Stated exercise
Return, with no changes, the part of the records that opens with the line containing "wall as a single marker per instance." and closes with the line containing "point(712, 736)", including both of those lines.

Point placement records
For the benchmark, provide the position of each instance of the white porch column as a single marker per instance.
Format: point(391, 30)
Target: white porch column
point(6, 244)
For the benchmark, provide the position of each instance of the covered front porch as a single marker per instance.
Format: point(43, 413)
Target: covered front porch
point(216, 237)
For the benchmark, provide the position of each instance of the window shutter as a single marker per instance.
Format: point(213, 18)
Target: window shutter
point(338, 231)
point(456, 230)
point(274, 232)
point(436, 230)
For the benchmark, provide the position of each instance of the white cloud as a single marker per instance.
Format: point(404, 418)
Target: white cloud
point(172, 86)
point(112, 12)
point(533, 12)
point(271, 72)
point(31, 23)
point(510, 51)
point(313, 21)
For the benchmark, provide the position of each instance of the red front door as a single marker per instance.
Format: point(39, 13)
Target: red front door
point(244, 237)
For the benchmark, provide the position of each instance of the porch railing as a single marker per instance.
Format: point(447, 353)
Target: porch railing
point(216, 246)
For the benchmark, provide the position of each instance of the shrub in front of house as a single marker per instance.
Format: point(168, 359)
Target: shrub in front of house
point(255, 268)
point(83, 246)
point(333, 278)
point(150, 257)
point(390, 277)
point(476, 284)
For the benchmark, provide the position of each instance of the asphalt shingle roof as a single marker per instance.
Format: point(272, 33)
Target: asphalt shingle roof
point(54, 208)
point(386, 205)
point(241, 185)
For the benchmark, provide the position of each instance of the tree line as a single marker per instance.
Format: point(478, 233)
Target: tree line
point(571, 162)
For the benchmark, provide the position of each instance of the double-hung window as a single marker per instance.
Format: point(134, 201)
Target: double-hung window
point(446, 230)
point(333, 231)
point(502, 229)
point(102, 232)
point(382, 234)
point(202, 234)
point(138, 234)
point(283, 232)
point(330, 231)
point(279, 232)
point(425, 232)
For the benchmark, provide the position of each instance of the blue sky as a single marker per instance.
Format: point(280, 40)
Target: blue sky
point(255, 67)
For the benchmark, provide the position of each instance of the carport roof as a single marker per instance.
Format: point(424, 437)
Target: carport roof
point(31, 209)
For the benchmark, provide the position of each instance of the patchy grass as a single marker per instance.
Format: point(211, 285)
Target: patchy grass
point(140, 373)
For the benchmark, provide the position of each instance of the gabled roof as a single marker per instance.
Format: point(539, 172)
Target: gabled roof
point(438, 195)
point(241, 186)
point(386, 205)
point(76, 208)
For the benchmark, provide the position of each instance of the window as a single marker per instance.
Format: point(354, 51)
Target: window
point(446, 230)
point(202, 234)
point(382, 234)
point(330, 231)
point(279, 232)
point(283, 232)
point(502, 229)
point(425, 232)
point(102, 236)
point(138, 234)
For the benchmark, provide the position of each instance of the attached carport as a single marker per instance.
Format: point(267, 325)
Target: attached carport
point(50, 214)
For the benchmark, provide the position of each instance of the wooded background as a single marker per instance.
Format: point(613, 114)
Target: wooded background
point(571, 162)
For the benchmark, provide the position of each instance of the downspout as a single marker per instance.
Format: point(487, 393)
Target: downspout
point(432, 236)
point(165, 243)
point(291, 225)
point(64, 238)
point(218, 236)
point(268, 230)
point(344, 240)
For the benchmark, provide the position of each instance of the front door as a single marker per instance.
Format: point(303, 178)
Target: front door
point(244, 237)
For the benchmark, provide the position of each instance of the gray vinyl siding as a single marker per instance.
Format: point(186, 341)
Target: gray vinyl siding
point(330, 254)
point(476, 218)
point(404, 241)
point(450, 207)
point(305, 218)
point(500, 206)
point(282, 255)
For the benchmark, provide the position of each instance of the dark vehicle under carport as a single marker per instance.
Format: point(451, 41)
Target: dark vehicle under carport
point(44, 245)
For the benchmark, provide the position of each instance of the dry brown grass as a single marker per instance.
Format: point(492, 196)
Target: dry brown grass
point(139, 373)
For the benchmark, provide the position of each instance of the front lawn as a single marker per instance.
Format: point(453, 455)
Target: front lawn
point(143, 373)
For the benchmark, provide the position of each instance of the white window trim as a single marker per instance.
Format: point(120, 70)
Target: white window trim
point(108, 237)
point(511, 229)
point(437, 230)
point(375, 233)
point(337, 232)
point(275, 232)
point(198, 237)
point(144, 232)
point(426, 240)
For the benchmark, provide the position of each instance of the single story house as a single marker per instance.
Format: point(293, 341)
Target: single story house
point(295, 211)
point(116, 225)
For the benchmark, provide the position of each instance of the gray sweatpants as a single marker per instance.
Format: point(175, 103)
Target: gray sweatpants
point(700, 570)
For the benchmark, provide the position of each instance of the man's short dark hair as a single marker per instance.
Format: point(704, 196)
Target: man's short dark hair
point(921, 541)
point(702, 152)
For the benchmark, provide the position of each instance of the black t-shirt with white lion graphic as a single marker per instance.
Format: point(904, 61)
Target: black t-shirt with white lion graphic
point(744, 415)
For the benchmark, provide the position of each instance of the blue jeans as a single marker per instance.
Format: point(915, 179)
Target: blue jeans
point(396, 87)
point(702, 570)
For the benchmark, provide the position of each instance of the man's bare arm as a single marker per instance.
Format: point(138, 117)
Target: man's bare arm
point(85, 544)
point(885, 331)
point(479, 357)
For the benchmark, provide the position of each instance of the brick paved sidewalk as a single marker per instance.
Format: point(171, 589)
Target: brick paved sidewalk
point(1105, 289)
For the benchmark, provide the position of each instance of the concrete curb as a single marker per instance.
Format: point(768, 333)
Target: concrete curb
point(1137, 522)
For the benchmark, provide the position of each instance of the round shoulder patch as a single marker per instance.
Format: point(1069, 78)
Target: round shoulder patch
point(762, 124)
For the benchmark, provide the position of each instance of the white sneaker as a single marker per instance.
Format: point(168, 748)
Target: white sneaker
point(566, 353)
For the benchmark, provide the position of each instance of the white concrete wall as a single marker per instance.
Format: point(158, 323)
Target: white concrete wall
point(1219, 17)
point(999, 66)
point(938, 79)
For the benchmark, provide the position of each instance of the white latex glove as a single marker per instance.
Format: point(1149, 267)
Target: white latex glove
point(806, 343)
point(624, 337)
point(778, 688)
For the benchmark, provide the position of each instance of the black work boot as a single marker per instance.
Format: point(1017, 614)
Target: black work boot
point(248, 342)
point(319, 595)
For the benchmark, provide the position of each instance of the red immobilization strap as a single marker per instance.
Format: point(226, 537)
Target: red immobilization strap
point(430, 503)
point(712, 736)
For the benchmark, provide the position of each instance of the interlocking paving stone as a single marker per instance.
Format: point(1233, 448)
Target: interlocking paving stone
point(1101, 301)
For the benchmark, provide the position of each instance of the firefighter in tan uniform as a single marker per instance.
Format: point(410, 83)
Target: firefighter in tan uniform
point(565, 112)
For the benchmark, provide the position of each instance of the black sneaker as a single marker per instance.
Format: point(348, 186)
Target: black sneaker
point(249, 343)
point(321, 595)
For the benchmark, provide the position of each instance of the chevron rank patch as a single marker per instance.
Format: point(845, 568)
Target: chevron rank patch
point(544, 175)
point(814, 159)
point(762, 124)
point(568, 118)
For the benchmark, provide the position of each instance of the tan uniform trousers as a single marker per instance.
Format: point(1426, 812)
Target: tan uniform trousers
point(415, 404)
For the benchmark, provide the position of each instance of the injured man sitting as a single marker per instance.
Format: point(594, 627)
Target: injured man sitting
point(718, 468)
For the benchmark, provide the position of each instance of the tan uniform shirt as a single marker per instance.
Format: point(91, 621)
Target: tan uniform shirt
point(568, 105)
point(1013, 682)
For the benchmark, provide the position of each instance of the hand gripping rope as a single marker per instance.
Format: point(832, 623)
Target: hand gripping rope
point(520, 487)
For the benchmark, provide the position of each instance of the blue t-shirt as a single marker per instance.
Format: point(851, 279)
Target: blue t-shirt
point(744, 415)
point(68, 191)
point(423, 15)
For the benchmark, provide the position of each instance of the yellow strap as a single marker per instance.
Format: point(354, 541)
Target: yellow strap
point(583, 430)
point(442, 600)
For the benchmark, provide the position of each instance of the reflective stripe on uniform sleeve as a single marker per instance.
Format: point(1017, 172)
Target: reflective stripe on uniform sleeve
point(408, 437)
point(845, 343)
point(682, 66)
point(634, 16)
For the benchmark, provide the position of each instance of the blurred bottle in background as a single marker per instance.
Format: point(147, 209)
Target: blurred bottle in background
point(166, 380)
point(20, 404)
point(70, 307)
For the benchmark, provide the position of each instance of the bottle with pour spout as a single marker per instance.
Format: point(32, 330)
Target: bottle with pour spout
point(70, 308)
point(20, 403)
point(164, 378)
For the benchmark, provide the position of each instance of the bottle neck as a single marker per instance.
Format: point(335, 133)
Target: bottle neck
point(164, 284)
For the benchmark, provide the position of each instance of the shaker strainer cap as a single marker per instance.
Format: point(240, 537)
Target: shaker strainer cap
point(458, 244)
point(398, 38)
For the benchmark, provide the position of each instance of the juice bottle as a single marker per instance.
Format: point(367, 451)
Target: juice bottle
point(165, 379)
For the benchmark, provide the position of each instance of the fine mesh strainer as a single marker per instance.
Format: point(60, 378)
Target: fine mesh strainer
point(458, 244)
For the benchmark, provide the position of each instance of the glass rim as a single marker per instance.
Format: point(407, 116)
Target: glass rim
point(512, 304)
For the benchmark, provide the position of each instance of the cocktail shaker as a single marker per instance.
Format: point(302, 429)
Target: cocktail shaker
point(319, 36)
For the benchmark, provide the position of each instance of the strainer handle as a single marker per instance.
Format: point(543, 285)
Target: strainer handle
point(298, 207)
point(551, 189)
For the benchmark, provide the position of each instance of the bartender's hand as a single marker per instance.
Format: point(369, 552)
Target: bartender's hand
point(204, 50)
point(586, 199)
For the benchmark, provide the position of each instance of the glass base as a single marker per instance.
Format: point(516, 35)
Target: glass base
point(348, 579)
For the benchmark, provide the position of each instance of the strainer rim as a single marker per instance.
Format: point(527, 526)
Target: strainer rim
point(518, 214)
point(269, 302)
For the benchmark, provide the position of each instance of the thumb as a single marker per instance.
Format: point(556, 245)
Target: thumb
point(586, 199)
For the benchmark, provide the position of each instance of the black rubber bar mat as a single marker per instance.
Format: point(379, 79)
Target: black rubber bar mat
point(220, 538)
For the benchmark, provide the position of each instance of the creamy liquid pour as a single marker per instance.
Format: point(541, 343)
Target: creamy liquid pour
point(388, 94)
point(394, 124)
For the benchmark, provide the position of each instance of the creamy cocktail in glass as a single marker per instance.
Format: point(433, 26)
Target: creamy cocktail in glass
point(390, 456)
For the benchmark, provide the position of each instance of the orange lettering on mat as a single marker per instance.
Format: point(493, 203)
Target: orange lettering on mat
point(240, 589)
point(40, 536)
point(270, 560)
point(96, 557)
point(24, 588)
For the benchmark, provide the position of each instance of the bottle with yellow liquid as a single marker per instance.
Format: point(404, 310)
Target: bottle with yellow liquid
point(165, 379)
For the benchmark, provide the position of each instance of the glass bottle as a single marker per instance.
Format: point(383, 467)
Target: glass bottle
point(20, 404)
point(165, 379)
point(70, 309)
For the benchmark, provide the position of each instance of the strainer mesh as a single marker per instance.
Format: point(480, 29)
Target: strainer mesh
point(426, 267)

Solution to this problem
For the benchmark, provide the position of each instance of the white concrete wall as a single marker per instance.
Format: point(158, 323)
Target: white concrete wall
point(1219, 17)
point(999, 66)
point(938, 79)
For the benchmark, provide the position of each instance of the white latex glove as a single marker per instance.
Format: point(1149, 267)
Target: white latex glove
point(806, 343)
point(624, 337)
point(778, 688)
For the benchmark, provide the position of each instance of the black work boot as a single marker per instance.
Format: point(1017, 614)
Target: black work boot
point(248, 342)
point(319, 595)
For the benchmark, provide the position of each instance of the red immobilization strap as a single marker per instance.
Format: point(226, 537)
Target: red immobilization strap
point(430, 503)
point(712, 736)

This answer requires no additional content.